━━━ Document text

Technology & Animation Mastery: The Making Of Disney’s Big Hero 6

At first glance, it seems like a bizarre idea for an animated movie. There is a hero programmed to be a cuddly health care assistant and shaped like the Pillsbury doughboy. His teenaged handler is obsessed with robotics and technology, focused on its good uses, but naïve to its dark side. They live in San Fransokyo, a near-future mash-up of San Francisco and Tokyo — within a mash-up of anime and comic book moviemaking.  The comic series that inspired this was a short, obscure Marvel series in 2008-9.

Leave it to Walt Disney Animation Studios and its story trust and animation team, the best in the world, to convert these disparate parts into Big Hero 6, a 90-minute superhero story with tremendous technological features. The movie, which premieres in 3D on November 7, has its creators raving in superlatives. That’s saying something, considering these men and women most recently delivered pictures such as Frozen, Monsters Inc., The Lion King, Bolt, Tangled, Winnie the Pooh, Wreck-It Ralph and others.BigHero6Team2

Innovation & Tech Today was privileged to attend the Domestic Long Lead Press Day for Big Hero 6, during which the principal creators broke down the movie’s primary components —direction, story and script, visual effects, character animation, and production design. We experienced the thrill of walking through a building loaded with animation cels and photos from Steamboat Willie to Frozen, and the 51 animated pictures in between. We also immersed in the magic created by Walt Disney and his nephew, Roy, beginning when they opened the studio in the Los Angeles suburb of Burbank in 1923.  After a creative lull, the place is rocking again, thanks to Disney’s 2006 purchase of its biggest threat, Pixar, and the arrival of Pixar’s dynamic duo, John Lasseter and Ed Catmull.

━━━━━━
━━━ Recorded information

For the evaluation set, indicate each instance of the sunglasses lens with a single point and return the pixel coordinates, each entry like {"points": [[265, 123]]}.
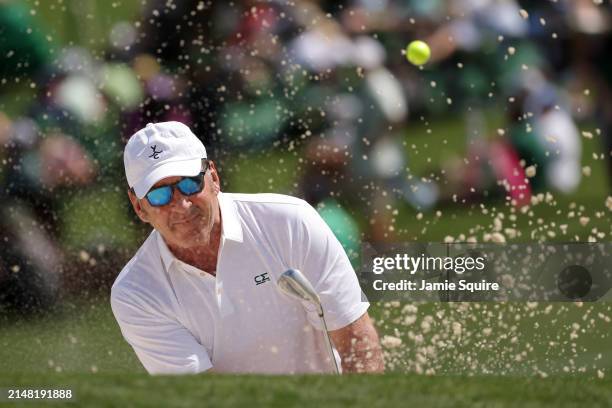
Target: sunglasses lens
{"points": [[160, 196], [190, 185]]}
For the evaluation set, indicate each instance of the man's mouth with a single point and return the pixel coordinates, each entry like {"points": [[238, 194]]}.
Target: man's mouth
{"points": [[186, 220]]}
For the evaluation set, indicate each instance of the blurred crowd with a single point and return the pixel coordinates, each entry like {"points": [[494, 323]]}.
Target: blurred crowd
{"points": [[326, 80]]}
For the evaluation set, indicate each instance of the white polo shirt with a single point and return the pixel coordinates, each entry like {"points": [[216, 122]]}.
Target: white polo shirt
{"points": [[180, 319]]}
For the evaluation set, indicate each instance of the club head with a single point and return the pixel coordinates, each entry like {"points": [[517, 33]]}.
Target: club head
{"points": [[293, 283]]}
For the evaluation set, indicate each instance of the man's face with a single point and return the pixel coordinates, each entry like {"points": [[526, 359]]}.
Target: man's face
{"points": [[187, 221]]}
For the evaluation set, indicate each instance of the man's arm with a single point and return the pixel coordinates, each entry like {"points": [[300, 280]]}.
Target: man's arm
{"points": [[359, 347]]}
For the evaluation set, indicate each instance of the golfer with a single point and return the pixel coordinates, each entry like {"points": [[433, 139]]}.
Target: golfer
{"points": [[200, 294]]}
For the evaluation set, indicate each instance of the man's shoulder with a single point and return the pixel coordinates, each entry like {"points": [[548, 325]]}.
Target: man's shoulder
{"points": [[270, 206], [273, 200]]}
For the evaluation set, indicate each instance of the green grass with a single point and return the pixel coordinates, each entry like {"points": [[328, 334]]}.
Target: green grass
{"points": [[103, 390]]}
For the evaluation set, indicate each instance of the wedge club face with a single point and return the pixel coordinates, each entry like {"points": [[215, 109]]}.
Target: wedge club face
{"points": [[293, 283]]}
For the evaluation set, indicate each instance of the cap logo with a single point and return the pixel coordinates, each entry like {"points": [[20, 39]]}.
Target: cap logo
{"points": [[155, 153]]}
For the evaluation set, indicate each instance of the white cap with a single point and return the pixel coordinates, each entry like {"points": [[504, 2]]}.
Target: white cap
{"points": [[160, 150]]}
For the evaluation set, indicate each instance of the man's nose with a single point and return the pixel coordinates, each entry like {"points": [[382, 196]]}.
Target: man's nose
{"points": [[179, 200]]}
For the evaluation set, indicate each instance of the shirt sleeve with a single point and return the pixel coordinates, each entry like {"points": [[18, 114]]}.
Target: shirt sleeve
{"points": [[325, 264], [162, 344]]}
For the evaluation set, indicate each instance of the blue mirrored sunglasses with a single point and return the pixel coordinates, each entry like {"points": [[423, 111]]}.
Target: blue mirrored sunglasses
{"points": [[161, 196]]}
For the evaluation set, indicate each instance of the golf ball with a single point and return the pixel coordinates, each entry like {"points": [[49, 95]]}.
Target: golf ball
{"points": [[418, 52]]}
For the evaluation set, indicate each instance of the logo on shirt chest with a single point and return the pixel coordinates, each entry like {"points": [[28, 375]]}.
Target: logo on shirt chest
{"points": [[259, 279]]}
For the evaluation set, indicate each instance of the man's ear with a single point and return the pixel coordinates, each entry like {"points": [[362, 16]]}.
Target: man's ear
{"points": [[138, 209], [215, 176]]}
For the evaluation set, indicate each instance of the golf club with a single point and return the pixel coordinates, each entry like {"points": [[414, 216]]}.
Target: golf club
{"points": [[294, 284]]}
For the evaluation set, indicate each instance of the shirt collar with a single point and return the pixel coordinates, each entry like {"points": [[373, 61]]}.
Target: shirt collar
{"points": [[230, 229]]}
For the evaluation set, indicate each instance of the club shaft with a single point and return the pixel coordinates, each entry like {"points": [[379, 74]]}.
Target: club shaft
{"points": [[328, 343]]}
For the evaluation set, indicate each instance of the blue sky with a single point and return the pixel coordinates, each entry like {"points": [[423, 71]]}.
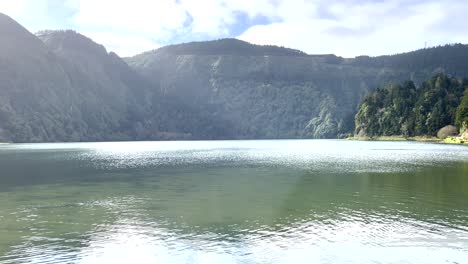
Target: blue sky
{"points": [[347, 27]]}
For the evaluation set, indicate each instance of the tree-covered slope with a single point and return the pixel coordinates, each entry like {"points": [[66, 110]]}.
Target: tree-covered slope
{"points": [[271, 92], [407, 110], [64, 88]]}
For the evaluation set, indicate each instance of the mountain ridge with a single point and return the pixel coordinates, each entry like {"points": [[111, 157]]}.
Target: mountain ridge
{"points": [[63, 86]]}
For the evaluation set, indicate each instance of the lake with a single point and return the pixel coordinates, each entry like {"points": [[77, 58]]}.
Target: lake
{"points": [[267, 201]]}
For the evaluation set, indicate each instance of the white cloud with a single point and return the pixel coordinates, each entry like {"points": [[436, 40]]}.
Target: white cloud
{"points": [[123, 45], [372, 28], [347, 28]]}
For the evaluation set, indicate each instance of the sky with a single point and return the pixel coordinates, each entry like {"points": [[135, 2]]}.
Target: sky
{"points": [[347, 28]]}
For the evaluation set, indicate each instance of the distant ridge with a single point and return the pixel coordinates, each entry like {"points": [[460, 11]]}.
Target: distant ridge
{"points": [[62, 86]]}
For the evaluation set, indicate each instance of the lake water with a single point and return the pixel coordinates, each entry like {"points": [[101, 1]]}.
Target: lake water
{"points": [[280, 201]]}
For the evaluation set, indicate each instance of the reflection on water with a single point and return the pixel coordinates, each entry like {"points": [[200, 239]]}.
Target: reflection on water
{"points": [[292, 201]]}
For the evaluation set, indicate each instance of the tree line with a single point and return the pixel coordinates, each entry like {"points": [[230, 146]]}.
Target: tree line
{"points": [[407, 110]]}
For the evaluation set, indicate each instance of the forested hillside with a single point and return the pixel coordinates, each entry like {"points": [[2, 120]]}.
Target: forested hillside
{"points": [[62, 86], [404, 109]]}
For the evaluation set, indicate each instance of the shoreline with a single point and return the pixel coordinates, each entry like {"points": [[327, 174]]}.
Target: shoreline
{"points": [[427, 139]]}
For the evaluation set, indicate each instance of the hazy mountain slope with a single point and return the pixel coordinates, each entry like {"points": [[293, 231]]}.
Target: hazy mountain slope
{"points": [[272, 92], [61, 86], [263, 94], [66, 88]]}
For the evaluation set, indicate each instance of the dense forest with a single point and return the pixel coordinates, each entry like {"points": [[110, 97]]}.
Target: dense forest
{"points": [[407, 110], [62, 86]]}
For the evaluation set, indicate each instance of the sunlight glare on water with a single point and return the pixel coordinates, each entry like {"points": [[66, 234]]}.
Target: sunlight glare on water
{"points": [[282, 201]]}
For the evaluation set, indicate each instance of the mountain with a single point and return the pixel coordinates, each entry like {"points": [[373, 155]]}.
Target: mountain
{"points": [[407, 110], [272, 92], [62, 86]]}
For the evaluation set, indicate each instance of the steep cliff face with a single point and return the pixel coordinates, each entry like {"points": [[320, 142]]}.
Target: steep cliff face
{"points": [[61, 86]]}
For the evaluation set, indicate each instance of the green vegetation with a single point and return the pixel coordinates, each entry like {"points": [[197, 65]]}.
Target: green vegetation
{"points": [[407, 111], [461, 119], [62, 86]]}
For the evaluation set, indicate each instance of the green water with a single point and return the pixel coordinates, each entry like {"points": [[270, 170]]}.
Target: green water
{"points": [[283, 201]]}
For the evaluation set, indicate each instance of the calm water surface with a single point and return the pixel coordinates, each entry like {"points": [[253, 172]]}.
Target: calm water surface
{"points": [[283, 201]]}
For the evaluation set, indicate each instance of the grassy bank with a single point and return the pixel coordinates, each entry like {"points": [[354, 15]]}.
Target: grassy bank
{"points": [[449, 140]]}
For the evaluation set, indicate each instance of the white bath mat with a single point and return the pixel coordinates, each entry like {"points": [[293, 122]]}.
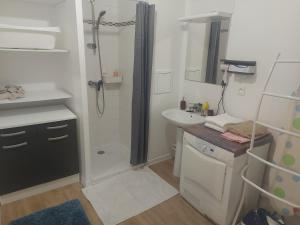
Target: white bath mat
{"points": [[128, 194]]}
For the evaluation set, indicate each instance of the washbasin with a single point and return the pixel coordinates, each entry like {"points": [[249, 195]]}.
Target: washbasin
{"points": [[182, 118]]}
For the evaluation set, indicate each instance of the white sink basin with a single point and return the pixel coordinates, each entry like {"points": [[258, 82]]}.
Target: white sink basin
{"points": [[182, 118]]}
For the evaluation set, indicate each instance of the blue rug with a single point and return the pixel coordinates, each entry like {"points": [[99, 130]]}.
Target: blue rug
{"points": [[69, 213]]}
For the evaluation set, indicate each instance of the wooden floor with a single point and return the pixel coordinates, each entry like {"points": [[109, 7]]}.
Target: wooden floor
{"points": [[175, 211]]}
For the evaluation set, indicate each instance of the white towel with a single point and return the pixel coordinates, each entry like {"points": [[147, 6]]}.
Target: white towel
{"points": [[215, 127], [218, 122]]}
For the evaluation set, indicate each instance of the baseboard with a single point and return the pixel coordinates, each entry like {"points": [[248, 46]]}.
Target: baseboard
{"points": [[25, 193], [159, 159]]}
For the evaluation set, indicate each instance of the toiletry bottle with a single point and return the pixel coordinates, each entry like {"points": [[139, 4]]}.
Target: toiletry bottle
{"points": [[183, 104], [205, 108]]}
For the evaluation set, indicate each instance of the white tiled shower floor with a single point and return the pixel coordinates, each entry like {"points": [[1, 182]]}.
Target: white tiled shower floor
{"points": [[116, 159]]}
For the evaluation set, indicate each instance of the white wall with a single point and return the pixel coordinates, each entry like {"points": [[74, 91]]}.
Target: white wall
{"points": [[166, 57], [259, 31], [64, 70]]}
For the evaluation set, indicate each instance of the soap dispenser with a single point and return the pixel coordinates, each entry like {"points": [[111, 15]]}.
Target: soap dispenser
{"points": [[183, 104]]}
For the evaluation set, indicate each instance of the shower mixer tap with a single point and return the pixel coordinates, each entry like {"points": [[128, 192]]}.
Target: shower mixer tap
{"points": [[96, 84]]}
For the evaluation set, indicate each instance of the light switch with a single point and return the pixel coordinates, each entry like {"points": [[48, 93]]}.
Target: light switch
{"points": [[242, 91], [163, 82]]}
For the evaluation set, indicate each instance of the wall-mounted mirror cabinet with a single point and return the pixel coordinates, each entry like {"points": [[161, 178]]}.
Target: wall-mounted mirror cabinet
{"points": [[206, 46]]}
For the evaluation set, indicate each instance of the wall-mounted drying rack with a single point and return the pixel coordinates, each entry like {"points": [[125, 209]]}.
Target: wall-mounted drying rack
{"points": [[254, 156]]}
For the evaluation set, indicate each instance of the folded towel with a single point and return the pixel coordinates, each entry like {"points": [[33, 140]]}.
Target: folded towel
{"points": [[215, 127], [236, 138], [11, 92], [218, 122], [244, 129], [222, 120]]}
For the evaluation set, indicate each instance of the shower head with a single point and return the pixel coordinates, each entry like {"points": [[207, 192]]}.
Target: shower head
{"points": [[101, 14]]}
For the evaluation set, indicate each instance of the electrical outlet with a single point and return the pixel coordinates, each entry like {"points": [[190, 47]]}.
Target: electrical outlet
{"points": [[242, 91]]}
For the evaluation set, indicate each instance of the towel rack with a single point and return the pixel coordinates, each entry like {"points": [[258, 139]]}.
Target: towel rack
{"points": [[254, 156]]}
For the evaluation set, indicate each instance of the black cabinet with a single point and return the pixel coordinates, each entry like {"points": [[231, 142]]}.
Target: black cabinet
{"points": [[37, 154]]}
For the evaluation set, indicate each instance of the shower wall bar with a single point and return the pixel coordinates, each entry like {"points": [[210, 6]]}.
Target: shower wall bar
{"points": [[112, 24]]}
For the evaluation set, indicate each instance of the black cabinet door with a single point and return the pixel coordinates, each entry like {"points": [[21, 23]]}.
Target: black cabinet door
{"points": [[18, 159], [58, 150]]}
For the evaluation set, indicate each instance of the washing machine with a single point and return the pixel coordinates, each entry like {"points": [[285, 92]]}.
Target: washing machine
{"points": [[211, 178]]}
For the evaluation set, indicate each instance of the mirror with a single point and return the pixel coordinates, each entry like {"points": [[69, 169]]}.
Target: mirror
{"points": [[207, 45]]}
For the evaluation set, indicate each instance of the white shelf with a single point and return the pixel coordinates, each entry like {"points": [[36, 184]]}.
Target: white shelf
{"points": [[34, 50], [48, 2], [206, 17], [38, 96], [32, 116]]}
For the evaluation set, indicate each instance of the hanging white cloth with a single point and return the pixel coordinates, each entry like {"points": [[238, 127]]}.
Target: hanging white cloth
{"points": [[287, 154]]}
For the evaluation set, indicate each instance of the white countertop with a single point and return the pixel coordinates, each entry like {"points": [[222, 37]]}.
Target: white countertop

━━━━━━

According to the Big Hero 6 article, on what date does the movie premiere in 3D? The material has nothing to do with the Big Hero 6 article.

# [Written solution]
November 7